* Task brief:
For each statement, say yes or no to whether it agrees with the excerpt on myocardial oxygen balance, and quote the words of the excerpt that decide it.
1. The meta-analysis cited in the excerpt pooled 33 trials.
2. In the POISE trial, total 30-day mortality was lower with metoprolol than with placebo.
3. The meta-analysis found that β-blockers significantly reduced the risk of heart failure.

Excerpt: Begin

Myocardial oxygen balance

Myocardial O2 demand depends on heart rate, myocardial contractility and ventricular loading conditions, whereas myocardial O2 supply depends on the adequacy by which the blood is capable of providing sufficient oxygen to the different regions of the ventricles. Whenever myocardial O2 demand exceeds regional O2 supply, myocardial ischaemia may occur. Classical treatment, therefore, aims on the one hand to increase coronary blood flow to the ischaemic areas, while maintaining adequate blood flow to the unaffected areas and on the other hand targets to decrease the determinants of myocardial oxygen consumption.

The application of perioperative β-blocking agents has gained wide interest since the initial observations of Mangano et al. [14] and Poldermans et al. [15], suggesting a better postoperative outcome after surgery in patients on β-blocking therapy. Proposed mechanisms for this protective action relate to an action of coronary plaque formation and the prevention of perioperative plaque rupture [16] (Fig. 3). Subsequently, these positive findings have been challenged by studies that failed to observe such protective actions [17–20]. The recent data of the Perioperative Ischemic Evaluation (POISE) trial even indicated that the beneficial effect of perioperative metoprolol therapy on the primary outcome variable (incidence of 30-day composite events of cardiovascular mortality, nonfatal myocardial infarction and nonfatal cardiac arrest) and myocardial infarction rate was counterbalanced by the occurrence of a higher incidence of stroke and total 30-day mortality compared with the placebo-treated patient group [21]. A recent meta-analysis [22] of 33 trials including 12 306 patients indicated that β-blockers were not associated with any significant reduction in the risk of all-cause mortality, cardiovascular mortality or heart failure. The observed decrease in nonfatal myocardial infarction and myocardial ischaemia was at the expense of an increase in nonfatal strokes. In addition, β-blocking therapy was associated with a higher incidence of perioperative hypotension and bradycardia requiring therapy. Finally, it appeared that the reported beneficial effects of perioperative β-blocking therapy were driven mainly by studies with a high risk of bias [22].

Excerpt: End
Source information: Begin

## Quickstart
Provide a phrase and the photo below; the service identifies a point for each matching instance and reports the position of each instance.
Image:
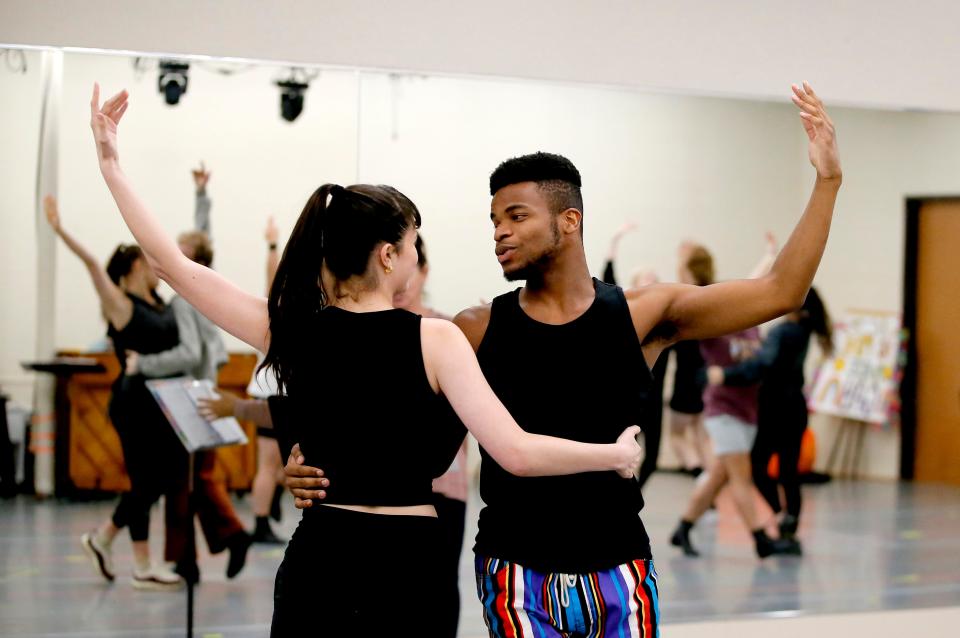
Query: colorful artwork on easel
(861, 380)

Source information: End

* Response below:
1. Yes: "A recent meta-analysis [22] of 33 trials including 12 306 patients"
2. No: "a higher incidence of stroke and total 30-day mortality compared with the placebo-treated patient group"
3. No: "β-blockers were not associated with any significant reduction in the risk of all-cause mortality, cardiovascular mortality or heart failure"